> [Given instruction]: Print every one of the records below word for word, with each line unchanged.

> [Exercise materials]:
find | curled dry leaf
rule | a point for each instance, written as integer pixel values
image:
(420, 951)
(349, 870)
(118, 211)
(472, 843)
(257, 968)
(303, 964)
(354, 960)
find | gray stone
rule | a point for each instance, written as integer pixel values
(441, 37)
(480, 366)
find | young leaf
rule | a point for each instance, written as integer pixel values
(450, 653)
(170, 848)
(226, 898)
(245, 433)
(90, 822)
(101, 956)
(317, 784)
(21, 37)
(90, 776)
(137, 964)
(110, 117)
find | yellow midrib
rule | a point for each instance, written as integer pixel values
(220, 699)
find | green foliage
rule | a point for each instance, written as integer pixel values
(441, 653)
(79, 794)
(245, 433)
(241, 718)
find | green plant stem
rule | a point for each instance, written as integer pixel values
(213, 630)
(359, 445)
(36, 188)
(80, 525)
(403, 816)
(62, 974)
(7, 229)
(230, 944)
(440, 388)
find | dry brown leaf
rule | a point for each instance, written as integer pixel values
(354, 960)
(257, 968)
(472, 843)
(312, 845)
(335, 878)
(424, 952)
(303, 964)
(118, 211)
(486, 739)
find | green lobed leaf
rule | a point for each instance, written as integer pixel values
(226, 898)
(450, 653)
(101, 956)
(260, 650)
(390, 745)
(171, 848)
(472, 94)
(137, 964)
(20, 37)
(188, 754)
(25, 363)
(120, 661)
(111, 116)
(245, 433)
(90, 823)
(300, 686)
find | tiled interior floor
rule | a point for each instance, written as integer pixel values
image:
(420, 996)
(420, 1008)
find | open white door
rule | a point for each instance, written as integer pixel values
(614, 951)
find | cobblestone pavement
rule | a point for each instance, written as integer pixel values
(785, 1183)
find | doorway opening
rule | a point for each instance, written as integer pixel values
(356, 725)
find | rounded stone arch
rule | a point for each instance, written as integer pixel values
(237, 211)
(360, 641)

> [Worked solution]:
find | curled dry leaf
rule | a point for each instance, written as integer pixel values
image:
(420, 951)
(349, 870)
(118, 211)
(472, 843)
(257, 968)
(303, 964)
(354, 960)
find | gray stone
rule | a point for each instance, written as integer pixel values
(441, 37)
(480, 366)
find | young leaf
rule | a point for each instance, written as integer pixel values
(450, 653)
(170, 848)
(226, 898)
(245, 433)
(90, 822)
(101, 956)
(317, 784)
(21, 37)
(90, 776)
(137, 964)
(110, 117)
find | yellow midrib
rule | a point for each instance, written as integer pixel values
(220, 699)
find | green foliage
rule | a point for each instance, written as integer pixel values
(441, 653)
(79, 794)
(245, 433)
(241, 718)
find | green plant stem
rule | a point for each instance, written as integer pixel values
(213, 630)
(359, 445)
(36, 188)
(80, 525)
(403, 816)
(62, 974)
(7, 229)
(230, 944)
(440, 388)
find | dry brown leaf
rule | a point for each instance, written as integer pixel values
(354, 960)
(257, 968)
(472, 843)
(312, 845)
(335, 878)
(424, 952)
(303, 964)
(118, 211)
(486, 739)
find | green lobed leaf
rule | a point for each instance, written as integer pixel values
(226, 898)
(450, 653)
(101, 956)
(260, 650)
(390, 745)
(171, 848)
(472, 94)
(137, 964)
(20, 37)
(188, 754)
(25, 363)
(120, 661)
(111, 116)
(245, 433)
(90, 823)
(300, 686)
find | tiled interior floor
rule | a point for each instance, written as integer pixel values
image:
(420, 996)
(420, 1008)
find | open white door
rule | a point for each instance, written as integer pixel values
(614, 951)
find | cobblestone pavement
rule | a point for each instance, written as integer pixel values
(785, 1183)
find | doorway opening
rule | a point for each instance, written as integer pixel values
(356, 725)
find | rounded stone arch
rule | a point for each instance, written as integer pixel values
(237, 211)
(360, 641)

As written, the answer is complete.